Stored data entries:
- - - - - - -

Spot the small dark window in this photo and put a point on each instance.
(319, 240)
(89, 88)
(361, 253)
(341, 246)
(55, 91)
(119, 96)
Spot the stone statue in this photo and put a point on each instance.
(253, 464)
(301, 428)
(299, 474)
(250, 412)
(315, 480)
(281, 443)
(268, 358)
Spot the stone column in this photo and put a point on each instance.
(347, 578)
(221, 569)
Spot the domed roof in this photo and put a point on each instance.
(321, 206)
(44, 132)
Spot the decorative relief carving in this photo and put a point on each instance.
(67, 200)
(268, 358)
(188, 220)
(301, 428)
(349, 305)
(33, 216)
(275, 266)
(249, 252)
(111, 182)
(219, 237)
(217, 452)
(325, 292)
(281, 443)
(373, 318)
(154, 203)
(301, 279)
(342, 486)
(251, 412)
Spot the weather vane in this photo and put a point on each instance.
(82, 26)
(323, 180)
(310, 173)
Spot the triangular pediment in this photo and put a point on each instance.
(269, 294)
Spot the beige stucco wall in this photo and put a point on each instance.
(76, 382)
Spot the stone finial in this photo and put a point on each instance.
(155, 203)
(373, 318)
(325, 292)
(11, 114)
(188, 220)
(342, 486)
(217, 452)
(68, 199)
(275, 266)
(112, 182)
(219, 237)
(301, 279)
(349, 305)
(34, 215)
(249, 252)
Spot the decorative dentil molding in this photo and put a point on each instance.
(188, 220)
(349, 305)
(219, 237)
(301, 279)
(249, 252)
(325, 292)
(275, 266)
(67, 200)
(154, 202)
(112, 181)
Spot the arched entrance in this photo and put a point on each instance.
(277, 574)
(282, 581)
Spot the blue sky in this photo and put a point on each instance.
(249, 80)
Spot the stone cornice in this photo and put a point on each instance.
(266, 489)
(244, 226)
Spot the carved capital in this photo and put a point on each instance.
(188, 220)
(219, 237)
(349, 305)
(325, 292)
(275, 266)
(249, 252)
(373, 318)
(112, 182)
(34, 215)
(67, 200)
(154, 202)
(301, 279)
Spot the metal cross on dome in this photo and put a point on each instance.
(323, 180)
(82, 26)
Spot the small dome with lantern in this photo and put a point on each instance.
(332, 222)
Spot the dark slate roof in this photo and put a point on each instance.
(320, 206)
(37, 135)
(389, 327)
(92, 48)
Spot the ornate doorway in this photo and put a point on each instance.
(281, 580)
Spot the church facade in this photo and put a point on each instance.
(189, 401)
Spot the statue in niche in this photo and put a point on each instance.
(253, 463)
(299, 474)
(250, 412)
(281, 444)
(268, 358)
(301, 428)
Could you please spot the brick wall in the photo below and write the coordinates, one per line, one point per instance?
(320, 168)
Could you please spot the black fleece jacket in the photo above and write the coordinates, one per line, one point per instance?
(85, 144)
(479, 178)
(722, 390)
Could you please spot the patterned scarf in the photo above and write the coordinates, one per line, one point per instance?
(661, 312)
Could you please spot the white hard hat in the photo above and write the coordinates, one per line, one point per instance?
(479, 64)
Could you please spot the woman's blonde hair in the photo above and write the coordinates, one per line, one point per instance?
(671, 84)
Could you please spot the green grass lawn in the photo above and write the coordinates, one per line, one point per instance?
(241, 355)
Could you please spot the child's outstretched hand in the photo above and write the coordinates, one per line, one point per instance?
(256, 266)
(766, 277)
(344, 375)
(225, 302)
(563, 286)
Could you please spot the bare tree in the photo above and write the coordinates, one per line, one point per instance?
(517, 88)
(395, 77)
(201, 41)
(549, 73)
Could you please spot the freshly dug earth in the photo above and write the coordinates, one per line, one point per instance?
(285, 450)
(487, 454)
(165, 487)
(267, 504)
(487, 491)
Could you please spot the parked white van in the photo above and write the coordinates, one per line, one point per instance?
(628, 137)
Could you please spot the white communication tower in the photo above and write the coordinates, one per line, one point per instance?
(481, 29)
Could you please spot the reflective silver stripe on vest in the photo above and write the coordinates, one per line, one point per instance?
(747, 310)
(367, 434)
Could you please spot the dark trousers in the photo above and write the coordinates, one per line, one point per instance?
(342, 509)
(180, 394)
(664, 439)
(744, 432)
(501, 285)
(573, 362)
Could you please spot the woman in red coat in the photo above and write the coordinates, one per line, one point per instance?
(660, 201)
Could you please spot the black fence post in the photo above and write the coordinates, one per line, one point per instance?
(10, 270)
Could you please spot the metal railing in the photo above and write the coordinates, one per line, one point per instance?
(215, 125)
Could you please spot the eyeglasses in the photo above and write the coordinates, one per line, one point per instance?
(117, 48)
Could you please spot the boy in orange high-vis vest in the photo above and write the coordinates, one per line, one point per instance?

- - - - - - -

Requirement | Could you transcribe all of the data exactly as it is given?

Finished task |
Spot the small dark window in this photo and put a point on each instance.
(319, 240)
(89, 88)
(361, 253)
(341, 246)
(55, 91)
(119, 96)
Spot the stone statue in this photo and put a point on each instance.
(253, 464)
(301, 428)
(299, 474)
(250, 412)
(315, 480)
(281, 443)
(268, 358)
Spot the stone column in this photo and put a point on each instance.
(347, 578)
(221, 569)
Spot the domed roof in this photo and put a point on each instance.
(321, 206)
(44, 132)
Spot the decorative relief carving in this photo and put a point on each instance.
(67, 200)
(268, 358)
(188, 220)
(301, 428)
(349, 305)
(33, 216)
(275, 266)
(249, 252)
(111, 182)
(219, 237)
(217, 452)
(325, 292)
(281, 443)
(373, 318)
(154, 203)
(301, 279)
(342, 486)
(251, 412)
Spot the weather vane in this photo and put a point on each instance.
(82, 26)
(323, 180)
(310, 173)
Spot the triangular pediment in this photo and put a point on each instance.
(269, 294)
Spot the beige stucco wall in this photo and put a point on each instance.
(76, 382)
Spot the stone finial in this photo and put a point on each instance.
(155, 203)
(373, 318)
(325, 292)
(11, 114)
(188, 220)
(342, 486)
(217, 452)
(68, 199)
(275, 266)
(112, 182)
(219, 237)
(301, 279)
(349, 305)
(34, 215)
(249, 252)
Spot the decorative dentil molding in this photo and put a point on each instance.
(188, 220)
(349, 305)
(219, 237)
(301, 279)
(249, 252)
(325, 292)
(275, 266)
(67, 200)
(154, 202)
(112, 181)
Spot the arched entrance in this photo and put a point on each instance.
(277, 574)
(282, 581)
Spot the blue sky in this photo and put a point on each instance.
(249, 80)
Spot the stone cornice in this photo and put a point on each instance.
(266, 489)
(244, 226)
Spot the carved capital in this photo and put a point on each instance.
(188, 220)
(219, 237)
(349, 305)
(325, 292)
(275, 266)
(249, 252)
(373, 318)
(112, 182)
(34, 215)
(67, 200)
(154, 202)
(301, 279)
Spot the metal cross on dome in this photo and put a point on each instance.
(323, 180)
(82, 26)
Spot the small dome with lantern in this photo and put a point on each instance.
(332, 222)
Spot the dark slate roof in this photo and put a point on each instance.
(320, 206)
(37, 135)
(389, 327)
(92, 48)
Spot the ornate doorway in this photo and put a point on each instance.
(281, 580)
Spot the church facade in this photo and put a point on each instance.
(189, 401)
Spot the statue in niche in this photo and put a point on each instance.
(253, 463)
(299, 474)
(250, 412)
(281, 444)
(268, 358)
(301, 428)
Could you please spot the brick wall in the photo below and write the coordinates, one per line, one point per instance?
(320, 168)
Could you please spot the black fleece jacket in the photo above and write the coordinates, one per line, one point per instance?
(85, 144)
(479, 178)
(722, 390)
Could you please spot the patterned scarf in the photo above and write the coordinates, one per line, one point per instance?
(661, 312)
Could you please spot the white hard hat in the photo above and write the coordinates, one per line, one point per instance?
(479, 64)
Could you please spot the woman's blonde hair in the photo above and write the coordinates, one per line, one point per instance?
(671, 84)
Could you please spot the green grass lawn in the photo above and write the coordinates, one per line, one point per instance?
(241, 355)
Could you please spot the child's outstretched hand in the photo above and write the coordinates, one per line, one point per instance?
(256, 266)
(766, 277)
(344, 375)
(225, 302)
(563, 286)
Could you please spot the bare tree in the photo above and write the coordinates, one per line, one point per instance?
(517, 88)
(395, 77)
(201, 41)
(549, 73)
Could you please spot the freshly dug earth in the photo above and write the coordinates, one per line, one point per instance?
(285, 450)
(487, 454)
(165, 487)
(267, 504)
(487, 491)
Could you please spot the parked white van in the photo above and write the coordinates, one per line, one point per instance?
(628, 137)
Could you please spot the white communication tower in the photo above and write the coordinates, one per line, one point per instance?
(481, 29)
Could you please spot the reflective silver stripe on vest in the photo above and write the coordinates, one per line, one point per instance?
(747, 310)
(367, 434)
Could you please spot the dark trousers in the photo above and write the coordinates, one per line, one point per instance?
(342, 509)
(180, 394)
(664, 439)
(744, 432)
(501, 285)
(573, 362)
Could you please spot the woman in red coat in the photo above and write the coordinates, one per line, one point per instance?
(660, 201)
Could you please spot the black fence post in the photo above and write the coordinates, one per line, one point per instance?
(10, 270)
Could you please spot the metal railing in the photo above and write the coordinates, one per line, one point per instance?
(215, 125)
Could you please spot the eyeglasses in the photo above and write the coordinates, one per line, one point per instance?
(117, 48)
Could you please spot the boy in orange high-vis vest in the photo above and write the coordinates, one per line, one point per instance?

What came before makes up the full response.